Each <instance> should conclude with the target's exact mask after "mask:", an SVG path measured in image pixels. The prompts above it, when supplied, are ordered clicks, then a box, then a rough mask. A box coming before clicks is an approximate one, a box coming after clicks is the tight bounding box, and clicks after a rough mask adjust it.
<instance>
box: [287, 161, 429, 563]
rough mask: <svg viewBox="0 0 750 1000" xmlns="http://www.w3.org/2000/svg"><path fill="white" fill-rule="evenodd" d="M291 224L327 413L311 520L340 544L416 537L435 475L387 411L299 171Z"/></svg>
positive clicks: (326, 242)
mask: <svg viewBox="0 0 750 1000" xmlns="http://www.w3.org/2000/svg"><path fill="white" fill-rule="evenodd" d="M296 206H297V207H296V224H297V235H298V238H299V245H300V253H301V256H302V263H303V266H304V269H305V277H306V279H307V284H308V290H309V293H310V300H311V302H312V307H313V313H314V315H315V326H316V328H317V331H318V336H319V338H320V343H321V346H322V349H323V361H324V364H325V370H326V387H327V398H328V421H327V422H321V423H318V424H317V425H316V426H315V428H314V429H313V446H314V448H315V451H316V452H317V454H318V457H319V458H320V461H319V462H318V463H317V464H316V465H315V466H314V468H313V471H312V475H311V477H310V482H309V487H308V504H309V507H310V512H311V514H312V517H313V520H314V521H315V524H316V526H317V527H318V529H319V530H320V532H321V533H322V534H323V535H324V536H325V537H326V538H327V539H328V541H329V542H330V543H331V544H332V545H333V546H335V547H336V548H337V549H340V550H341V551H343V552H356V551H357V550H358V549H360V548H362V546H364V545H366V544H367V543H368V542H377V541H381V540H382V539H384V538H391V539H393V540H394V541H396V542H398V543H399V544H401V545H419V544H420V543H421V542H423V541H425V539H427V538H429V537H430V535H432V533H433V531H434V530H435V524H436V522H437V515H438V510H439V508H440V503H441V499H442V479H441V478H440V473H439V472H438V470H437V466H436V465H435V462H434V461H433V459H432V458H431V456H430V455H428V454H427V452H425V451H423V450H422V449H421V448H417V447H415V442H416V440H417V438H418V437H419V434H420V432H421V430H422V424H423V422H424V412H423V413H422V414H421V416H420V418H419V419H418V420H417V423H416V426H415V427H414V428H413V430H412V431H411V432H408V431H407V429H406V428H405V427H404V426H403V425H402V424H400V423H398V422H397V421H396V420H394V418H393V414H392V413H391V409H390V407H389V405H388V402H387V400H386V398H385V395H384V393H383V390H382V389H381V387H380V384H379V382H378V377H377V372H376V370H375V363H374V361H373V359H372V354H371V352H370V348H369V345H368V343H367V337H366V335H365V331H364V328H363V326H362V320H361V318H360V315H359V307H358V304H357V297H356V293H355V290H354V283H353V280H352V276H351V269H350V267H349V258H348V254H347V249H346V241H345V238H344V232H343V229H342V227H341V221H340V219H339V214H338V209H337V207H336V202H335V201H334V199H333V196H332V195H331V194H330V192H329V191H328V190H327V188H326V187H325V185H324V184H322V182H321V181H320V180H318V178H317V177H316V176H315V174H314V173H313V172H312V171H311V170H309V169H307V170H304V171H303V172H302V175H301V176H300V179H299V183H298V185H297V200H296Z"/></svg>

..............................

_What to do_. Each line above should be reproduced exactly, with nothing omitted.

_Answer area_.
Each <instance> should conclude with the target's exact mask after "mask:", an SVG path measured in image pixels. The prompts above it, when supplied, are ordered clicks, then a box, then a rough mask. A box coming before clicks is an approximate one, a box coming after clicks is the tight bounding box, and clicks after a rough mask adjust it.
<instance>
box: [287, 161, 429, 563]
rough mask: <svg viewBox="0 0 750 1000" xmlns="http://www.w3.org/2000/svg"><path fill="white" fill-rule="evenodd" d="M291 224L327 413L311 520L340 544L416 537L435 475L387 411L299 171Z"/></svg>
positive clicks: (326, 242)
mask: <svg viewBox="0 0 750 1000" xmlns="http://www.w3.org/2000/svg"><path fill="white" fill-rule="evenodd" d="M296 206H297V207H296V224H297V235H298V238H299V245H300V253H301V256H302V263H303V266H304V269H305V277H306V279H307V284H308V290H309V293H310V300H311V302H312V307H313V313H314V315H315V326H316V328H317V331H318V336H319V338H320V343H321V346H322V349H323V361H324V364H325V370H326V387H327V398H328V421H327V422H321V423H318V424H317V425H316V426H315V428H314V429H313V446H314V448H315V451H316V452H317V454H318V457H319V458H320V461H319V462H318V463H317V464H316V465H315V466H314V468H313V471H312V475H311V477H310V482H309V487H308V504H309V507H310V512H311V514H312V517H313V520H314V521H315V524H316V526H317V527H318V529H319V530H320V532H321V533H322V534H323V535H324V536H325V537H326V538H327V539H328V541H329V542H330V543H331V544H332V545H333V546H335V547H336V548H337V549H340V550H341V551H343V552H356V551H357V550H358V549H360V548H362V546H364V545H366V544H367V543H368V542H377V541H381V540H382V539H384V538H391V539H393V540H394V541H396V542H398V543H399V544H401V545H419V544H420V543H421V542H423V541H425V539H427V538H429V537H430V535H432V533H433V531H434V530H435V524H436V522H437V515H438V510H439V508H440V503H441V499H442V479H441V478H440V473H439V472H438V470H437V466H436V465H435V462H434V461H433V459H432V458H431V456H430V455H428V454H427V452H425V451H423V450H422V449H421V448H417V447H415V442H416V440H417V438H418V437H419V434H420V432H421V430H422V424H423V422H424V412H423V413H422V414H421V416H420V418H419V419H418V420H417V423H416V426H415V427H414V428H413V430H412V431H411V432H408V431H407V429H406V428H405V427H404V426H403V425H402V424H400V423H398V422H397V421H396V420H394V418H393V414H392V413H391V409H390V407H389V405H388V402H387V400H386V398H385V395H384V393H383V390H382V389H381V387H380V384H379V382H378V377H377V372H376V370H375V363H374V361H373V359H372V354H371V352H370V348H369V345H368V343H367V337H366V335H365V331H364V328H363V326H362V320H361V318H360V315H359V307H358V304H357V297H356V293H355V290H354V283H353V280H352V276H351V269H350V267H349V258H348V254H347V249H346V241H345V238H344V232H343V229H342V227H341V221H340V219H339V214H338V209H337V207H336V202H335V201H334V199H333V196H332V195H331V194H330V192H329V191H328V190H327V188H326V187H325V185H324V184H322V182H321V181H320V180H318V178H317V177H316V176H315V174H314V173H313V172H312V171H311V170H309V169H307V170H304V171H303V172H302V175H301V176H300V179H299V183H298V185H297V200H296Z"/></svg>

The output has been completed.